*Passage to read:*
# Penn Squall Clicker?



## colbyntx (Jul 18, 2013)

Hey guys, I'm pretty good on inshore stuff but don't use my surf equipment enough to be very good at repairs. I have a Penn Squall 40 non-lever drag, non-level wind. Only been used a few times and cleaned right after I get done with it. Last night my son hooked into something big at the Port A jetties. It started making the clicker really hum as it stripped off line. Fought it for a while then lost it in the rocks. Went back this morning and set up again. I noticed when you now strip off line you can barley hear the click. Now, when you reel it, it is as loud as it has always been. The drag will still hold great when you crank it down jus hardly any click. Anybody know what might be the cause or a fix?


----------



## george.maness86 (May 29, 2012)

The brass ring inside that is basically the spring for the "clicker" could have been bent or tweaked where it doesn't have the response you had before. I believe the gear it rides on to make the noise is metal so if it is damaged you have bigger problems and will have to replace the spool but highly unlikely that that is the problem. Just take the side plate off and check the brass ring and make sure it is tight and not bent or tweaked. Maybe one of the washers between the clicker slide button got tweaked as well and just not letting it fully engage as well.


----------



## colbyntx (Jul 18, 2013)

Thanks George! The more I thought about it I realized that this was the first ever time this reel had been used. I have never pulled the side plate either. I will pull it when I get back from vacation as I haven't all the tools I need. Could a run on a big fish tweak it?


----------



## george.maness86 (May 29, 2012)

It is possible if it stayed engaged the whole time and it took off like you said. Its hard to tell without taking it apart to look. When I use the clicker offshore trolling as soon as we get the rod and start to reel the clicker is disengaged. I have never had one do something,like that though from a fish. There are a lot of possibilities that is could I'm just pretty sure that round spring with the slit cut in it for the clicker is the culprit.


----------



## sharkchum (Feb 10, 2012)

The clicker on a Penn Squall 40 has 3 settings, off, light, and heavy. Check to make sure it was on the heavy setting before you tear it apart.


----------



## colbyntx (Jul 18, 2013)

10-4 fellas! Rods already strapped to the minivan ceiling and about to pull out of port A. Will check when I get home!


----------

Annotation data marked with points

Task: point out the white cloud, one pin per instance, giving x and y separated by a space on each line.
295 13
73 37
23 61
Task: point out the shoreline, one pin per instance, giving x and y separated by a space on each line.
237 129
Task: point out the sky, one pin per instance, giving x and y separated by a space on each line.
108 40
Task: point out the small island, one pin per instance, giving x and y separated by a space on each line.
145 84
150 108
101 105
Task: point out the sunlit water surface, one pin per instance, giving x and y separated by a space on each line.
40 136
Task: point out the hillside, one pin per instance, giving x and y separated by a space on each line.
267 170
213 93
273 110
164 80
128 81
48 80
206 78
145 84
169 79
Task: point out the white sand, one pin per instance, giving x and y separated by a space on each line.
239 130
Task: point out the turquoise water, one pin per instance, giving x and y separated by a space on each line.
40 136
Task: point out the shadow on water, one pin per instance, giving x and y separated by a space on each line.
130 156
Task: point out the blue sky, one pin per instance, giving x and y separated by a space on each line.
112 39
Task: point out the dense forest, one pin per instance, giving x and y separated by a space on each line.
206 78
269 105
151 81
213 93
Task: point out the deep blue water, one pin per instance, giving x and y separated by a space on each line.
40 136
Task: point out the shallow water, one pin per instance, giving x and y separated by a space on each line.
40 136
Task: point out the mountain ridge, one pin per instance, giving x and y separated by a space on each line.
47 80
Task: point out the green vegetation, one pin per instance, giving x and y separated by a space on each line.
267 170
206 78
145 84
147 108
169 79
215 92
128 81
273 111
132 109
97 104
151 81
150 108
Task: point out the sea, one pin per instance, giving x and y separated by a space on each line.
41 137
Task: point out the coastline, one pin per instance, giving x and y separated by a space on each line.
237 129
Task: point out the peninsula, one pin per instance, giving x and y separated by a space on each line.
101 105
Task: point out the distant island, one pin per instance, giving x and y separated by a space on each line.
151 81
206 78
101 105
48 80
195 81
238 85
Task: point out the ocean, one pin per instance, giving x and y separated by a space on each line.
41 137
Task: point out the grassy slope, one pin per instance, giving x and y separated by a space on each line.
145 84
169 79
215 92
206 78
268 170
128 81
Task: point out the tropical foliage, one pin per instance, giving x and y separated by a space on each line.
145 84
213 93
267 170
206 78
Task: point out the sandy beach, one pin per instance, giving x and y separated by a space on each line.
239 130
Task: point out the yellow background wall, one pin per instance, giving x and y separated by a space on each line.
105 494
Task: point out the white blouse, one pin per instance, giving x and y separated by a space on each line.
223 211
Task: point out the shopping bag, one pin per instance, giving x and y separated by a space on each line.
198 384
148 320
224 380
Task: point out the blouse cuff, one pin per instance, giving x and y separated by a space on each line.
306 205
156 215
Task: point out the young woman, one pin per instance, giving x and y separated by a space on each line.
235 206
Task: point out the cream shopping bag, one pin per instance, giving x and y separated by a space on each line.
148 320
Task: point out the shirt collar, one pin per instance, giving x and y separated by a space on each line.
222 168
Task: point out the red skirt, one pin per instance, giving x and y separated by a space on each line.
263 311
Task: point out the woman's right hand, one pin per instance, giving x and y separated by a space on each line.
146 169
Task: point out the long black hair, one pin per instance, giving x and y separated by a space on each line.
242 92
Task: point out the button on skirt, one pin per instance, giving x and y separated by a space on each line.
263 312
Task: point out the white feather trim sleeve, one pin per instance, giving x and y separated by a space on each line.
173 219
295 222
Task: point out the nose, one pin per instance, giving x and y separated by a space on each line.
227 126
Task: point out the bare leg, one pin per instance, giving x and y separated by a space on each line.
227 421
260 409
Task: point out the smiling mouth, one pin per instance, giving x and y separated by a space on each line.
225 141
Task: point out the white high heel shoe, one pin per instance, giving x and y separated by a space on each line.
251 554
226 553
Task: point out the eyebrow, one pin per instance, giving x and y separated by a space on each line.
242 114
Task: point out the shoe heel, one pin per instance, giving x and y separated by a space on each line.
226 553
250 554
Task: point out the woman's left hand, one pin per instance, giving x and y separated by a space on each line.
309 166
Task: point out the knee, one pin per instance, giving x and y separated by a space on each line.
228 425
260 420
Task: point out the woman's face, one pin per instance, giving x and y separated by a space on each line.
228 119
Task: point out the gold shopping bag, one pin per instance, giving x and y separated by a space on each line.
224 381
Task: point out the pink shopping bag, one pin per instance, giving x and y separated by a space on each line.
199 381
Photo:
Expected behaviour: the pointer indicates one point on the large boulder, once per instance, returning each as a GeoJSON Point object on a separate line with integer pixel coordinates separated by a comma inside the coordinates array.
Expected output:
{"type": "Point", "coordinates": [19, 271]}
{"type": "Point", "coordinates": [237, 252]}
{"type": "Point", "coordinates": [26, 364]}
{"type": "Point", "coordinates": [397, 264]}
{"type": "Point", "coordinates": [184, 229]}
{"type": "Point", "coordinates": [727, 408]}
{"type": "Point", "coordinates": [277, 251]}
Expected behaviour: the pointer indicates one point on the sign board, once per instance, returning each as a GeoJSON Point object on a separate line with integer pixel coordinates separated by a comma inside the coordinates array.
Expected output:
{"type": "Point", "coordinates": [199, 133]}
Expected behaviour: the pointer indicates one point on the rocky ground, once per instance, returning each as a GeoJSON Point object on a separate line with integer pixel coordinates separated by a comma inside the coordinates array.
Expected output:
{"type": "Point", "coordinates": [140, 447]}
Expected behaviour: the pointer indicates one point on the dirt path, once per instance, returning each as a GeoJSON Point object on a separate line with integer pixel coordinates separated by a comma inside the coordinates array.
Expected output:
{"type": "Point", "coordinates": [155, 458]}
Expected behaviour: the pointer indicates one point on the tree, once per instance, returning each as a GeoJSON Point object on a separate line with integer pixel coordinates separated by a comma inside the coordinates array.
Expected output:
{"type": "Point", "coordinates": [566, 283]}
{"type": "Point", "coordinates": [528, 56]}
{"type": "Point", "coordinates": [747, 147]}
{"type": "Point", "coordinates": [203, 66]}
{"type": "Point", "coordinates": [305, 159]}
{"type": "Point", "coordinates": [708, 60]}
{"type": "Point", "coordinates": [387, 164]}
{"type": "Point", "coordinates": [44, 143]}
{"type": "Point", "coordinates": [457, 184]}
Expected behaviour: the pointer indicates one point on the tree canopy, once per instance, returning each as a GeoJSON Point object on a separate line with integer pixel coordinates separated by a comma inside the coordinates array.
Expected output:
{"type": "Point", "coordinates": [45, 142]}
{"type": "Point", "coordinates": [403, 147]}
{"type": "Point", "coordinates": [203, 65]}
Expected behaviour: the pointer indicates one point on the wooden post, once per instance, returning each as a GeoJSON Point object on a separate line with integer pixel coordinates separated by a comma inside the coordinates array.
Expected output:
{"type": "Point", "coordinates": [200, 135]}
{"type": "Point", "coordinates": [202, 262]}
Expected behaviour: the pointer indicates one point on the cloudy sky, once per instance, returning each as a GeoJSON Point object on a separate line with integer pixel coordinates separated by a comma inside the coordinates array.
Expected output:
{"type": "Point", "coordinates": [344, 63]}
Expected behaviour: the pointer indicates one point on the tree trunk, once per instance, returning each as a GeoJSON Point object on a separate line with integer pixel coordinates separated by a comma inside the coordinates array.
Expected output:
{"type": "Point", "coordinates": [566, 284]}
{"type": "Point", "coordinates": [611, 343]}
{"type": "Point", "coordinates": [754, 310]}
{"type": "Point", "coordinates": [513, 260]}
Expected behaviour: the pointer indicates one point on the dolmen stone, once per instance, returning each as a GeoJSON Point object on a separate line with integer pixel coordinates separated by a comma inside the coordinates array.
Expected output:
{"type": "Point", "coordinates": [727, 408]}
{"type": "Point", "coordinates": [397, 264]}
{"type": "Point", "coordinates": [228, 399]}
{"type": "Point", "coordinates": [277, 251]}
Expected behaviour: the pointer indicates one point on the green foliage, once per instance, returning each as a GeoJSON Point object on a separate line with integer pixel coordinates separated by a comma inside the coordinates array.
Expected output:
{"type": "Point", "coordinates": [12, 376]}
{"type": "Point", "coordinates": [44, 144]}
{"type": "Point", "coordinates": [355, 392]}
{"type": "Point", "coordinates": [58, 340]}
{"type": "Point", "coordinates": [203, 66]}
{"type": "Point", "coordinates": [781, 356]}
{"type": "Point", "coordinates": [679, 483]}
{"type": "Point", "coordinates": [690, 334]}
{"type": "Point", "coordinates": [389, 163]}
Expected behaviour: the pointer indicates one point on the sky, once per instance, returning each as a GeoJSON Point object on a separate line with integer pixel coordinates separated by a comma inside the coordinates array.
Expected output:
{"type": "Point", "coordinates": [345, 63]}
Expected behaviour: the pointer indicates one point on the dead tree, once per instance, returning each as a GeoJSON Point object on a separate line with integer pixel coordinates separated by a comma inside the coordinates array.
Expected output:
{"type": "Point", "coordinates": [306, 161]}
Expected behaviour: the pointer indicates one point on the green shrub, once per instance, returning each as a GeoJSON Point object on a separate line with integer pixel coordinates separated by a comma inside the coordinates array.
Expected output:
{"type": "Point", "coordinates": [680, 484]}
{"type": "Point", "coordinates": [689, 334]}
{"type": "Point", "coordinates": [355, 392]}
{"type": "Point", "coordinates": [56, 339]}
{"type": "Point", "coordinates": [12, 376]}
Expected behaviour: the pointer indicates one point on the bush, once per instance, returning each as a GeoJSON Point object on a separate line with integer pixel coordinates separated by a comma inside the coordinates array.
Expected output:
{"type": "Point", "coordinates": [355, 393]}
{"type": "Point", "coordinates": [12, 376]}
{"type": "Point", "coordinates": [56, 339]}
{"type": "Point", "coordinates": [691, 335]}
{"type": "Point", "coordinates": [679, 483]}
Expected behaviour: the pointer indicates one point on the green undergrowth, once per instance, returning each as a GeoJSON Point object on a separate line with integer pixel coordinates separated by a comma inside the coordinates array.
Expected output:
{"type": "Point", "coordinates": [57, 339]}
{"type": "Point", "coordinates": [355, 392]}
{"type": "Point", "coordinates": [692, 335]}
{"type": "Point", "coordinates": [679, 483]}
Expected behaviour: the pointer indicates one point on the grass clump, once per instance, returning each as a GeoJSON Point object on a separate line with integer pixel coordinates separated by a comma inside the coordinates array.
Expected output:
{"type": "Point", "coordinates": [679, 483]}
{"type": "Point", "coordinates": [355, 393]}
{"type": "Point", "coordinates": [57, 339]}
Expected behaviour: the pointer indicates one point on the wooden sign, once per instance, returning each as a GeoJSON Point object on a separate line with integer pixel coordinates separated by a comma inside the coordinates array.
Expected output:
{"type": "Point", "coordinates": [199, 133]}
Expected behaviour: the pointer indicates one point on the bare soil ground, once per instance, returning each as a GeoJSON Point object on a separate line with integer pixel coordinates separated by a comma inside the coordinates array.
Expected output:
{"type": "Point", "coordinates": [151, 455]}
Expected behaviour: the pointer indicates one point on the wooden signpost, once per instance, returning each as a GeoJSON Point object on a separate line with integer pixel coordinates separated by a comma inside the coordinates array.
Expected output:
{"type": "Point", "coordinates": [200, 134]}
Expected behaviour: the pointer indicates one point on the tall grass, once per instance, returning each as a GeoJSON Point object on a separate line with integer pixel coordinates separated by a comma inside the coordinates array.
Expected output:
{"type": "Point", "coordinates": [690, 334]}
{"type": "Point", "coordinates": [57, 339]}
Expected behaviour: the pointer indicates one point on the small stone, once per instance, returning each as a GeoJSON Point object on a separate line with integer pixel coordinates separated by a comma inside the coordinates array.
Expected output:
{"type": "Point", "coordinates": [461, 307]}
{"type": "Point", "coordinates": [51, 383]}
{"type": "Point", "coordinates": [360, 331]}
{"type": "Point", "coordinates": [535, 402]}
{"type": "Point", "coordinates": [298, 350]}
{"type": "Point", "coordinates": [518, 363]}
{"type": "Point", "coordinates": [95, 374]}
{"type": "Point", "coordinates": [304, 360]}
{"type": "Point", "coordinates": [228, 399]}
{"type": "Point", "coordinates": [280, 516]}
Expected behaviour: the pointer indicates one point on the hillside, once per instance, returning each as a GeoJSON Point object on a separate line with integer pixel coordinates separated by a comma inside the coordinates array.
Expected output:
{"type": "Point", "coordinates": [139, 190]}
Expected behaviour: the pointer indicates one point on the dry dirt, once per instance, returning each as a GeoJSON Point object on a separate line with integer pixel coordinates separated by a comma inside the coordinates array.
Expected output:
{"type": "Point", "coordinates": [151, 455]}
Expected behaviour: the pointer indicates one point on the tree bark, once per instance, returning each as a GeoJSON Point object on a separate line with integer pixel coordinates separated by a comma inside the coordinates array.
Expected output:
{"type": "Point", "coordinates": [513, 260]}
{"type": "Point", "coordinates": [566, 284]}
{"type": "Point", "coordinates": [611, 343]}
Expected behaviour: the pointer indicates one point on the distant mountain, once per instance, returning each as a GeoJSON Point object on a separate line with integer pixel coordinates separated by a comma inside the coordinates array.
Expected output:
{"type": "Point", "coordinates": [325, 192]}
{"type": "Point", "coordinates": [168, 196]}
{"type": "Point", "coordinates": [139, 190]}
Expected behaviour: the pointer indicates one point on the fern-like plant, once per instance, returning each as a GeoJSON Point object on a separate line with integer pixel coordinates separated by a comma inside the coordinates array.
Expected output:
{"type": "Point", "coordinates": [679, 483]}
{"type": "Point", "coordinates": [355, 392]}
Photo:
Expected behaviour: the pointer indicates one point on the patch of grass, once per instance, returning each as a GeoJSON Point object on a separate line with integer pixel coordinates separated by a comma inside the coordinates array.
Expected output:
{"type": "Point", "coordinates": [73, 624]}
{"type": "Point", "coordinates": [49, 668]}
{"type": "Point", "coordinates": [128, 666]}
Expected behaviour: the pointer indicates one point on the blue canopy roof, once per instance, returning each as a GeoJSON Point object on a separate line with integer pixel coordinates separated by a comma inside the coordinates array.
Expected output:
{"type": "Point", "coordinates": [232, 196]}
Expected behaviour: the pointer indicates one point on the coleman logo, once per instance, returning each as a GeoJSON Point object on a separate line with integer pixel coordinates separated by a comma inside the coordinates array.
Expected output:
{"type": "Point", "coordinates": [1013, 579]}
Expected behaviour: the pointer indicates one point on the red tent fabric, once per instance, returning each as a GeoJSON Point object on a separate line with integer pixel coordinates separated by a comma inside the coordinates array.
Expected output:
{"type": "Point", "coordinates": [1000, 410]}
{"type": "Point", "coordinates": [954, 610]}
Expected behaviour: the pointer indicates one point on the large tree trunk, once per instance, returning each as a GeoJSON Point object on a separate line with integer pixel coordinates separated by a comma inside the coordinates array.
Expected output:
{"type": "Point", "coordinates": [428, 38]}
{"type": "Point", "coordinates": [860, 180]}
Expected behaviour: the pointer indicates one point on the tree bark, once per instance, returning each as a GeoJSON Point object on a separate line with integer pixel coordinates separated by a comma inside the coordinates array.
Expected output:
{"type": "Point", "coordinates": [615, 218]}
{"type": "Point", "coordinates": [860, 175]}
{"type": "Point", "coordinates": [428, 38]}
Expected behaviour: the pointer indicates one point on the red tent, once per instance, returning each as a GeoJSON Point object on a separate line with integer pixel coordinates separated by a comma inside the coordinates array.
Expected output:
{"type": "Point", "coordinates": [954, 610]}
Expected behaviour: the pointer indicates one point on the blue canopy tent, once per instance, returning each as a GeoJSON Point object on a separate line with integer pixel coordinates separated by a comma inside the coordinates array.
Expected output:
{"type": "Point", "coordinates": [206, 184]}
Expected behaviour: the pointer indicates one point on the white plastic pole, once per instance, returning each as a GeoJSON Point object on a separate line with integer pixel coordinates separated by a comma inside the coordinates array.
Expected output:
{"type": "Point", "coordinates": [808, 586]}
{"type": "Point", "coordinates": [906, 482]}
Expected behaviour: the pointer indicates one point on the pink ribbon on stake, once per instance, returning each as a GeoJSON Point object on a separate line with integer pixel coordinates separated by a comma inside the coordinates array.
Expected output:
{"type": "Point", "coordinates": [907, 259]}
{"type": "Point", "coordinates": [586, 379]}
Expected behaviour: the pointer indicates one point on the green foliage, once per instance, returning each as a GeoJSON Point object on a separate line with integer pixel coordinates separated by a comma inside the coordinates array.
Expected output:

*Your tasks:*
[A] According to the forum thread on the Penn Squall clicker, what settings does the clicker on a Penn Squall 40 have?
[B] From the forum thread on the Penn Squall clicker, reproduce the part that opens with the words containing "The brass ring inside" and closes with "engage as well.".
The listing was taken from a source other than the forum thread on the Penn Squall clicker.

*Full answers:*
[A] It has three settings: off, light, and heavy.

[B]
The brass ring inside that is basically the spring for the "clicker" could have been bent or tweaked where it doesn't have the response you had before. I believe the gear it rides on to make the noise is metal so if it is damaged you have bigger problems and will have to replace the spool but highly unlikely that that is the problem. Just take the side plate off and check the brass ring and make sure it is tight and not bent or tweaked. Maybe one of the washers between the clicker slide button got tweaked as well and just not letting it fully engage as well.